**PROBLEM TO SOLVE**
Rewrite the items below, swapping every "black metal stake" for "dark iron post" and keeping everything else the same. Omit the pictures from your answer.

**Point placement records**
----------------------------------------
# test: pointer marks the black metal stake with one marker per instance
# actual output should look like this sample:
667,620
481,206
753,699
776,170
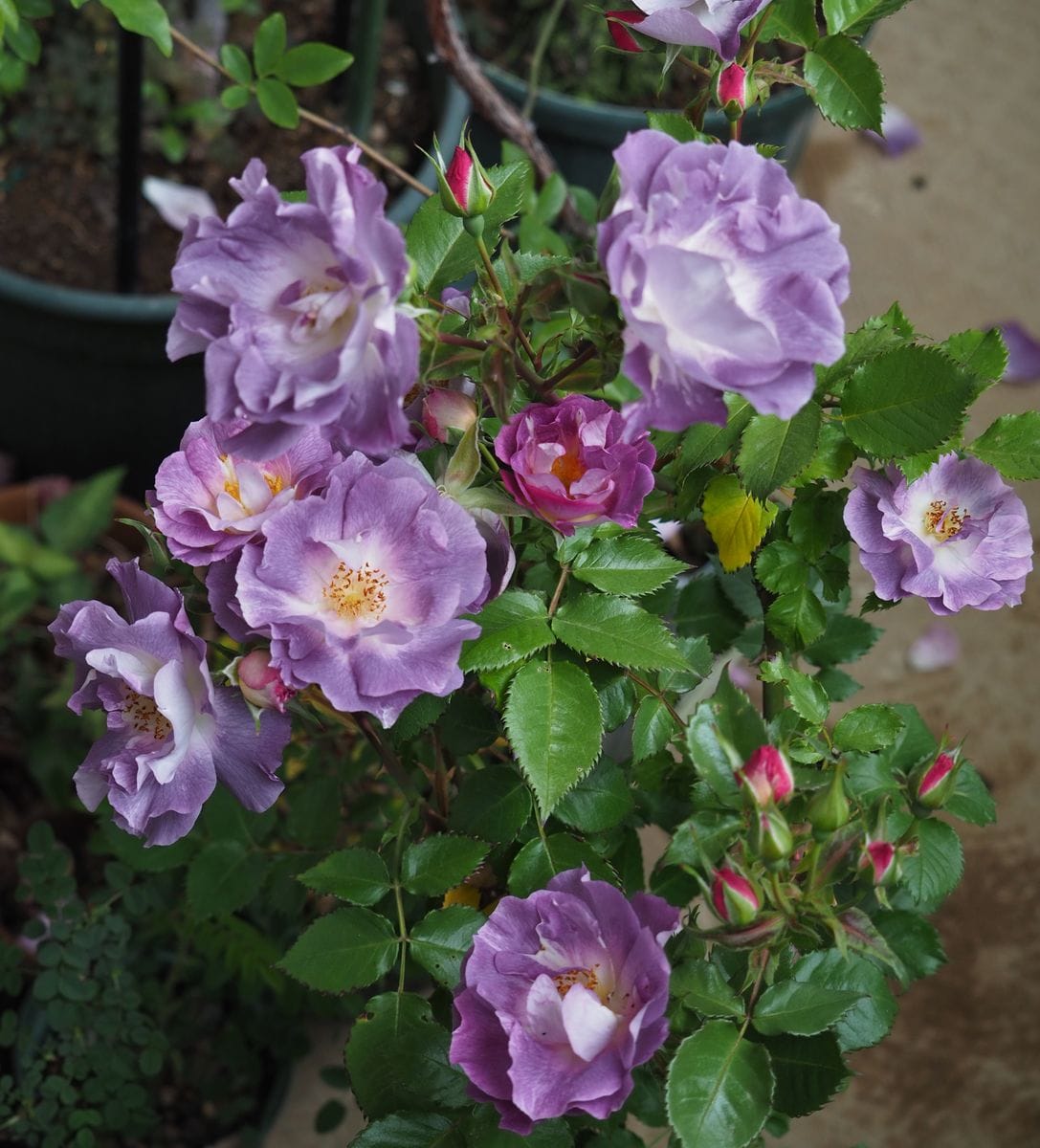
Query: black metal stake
128,176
----------------------------------------
**RESPONSE TO THIS TASK**
# test: pointer marks the dark iron post with one marker per instance
# actual output should look like this sample:
667,620
481,206
753,699
776,170
Query: dark iron post
128,176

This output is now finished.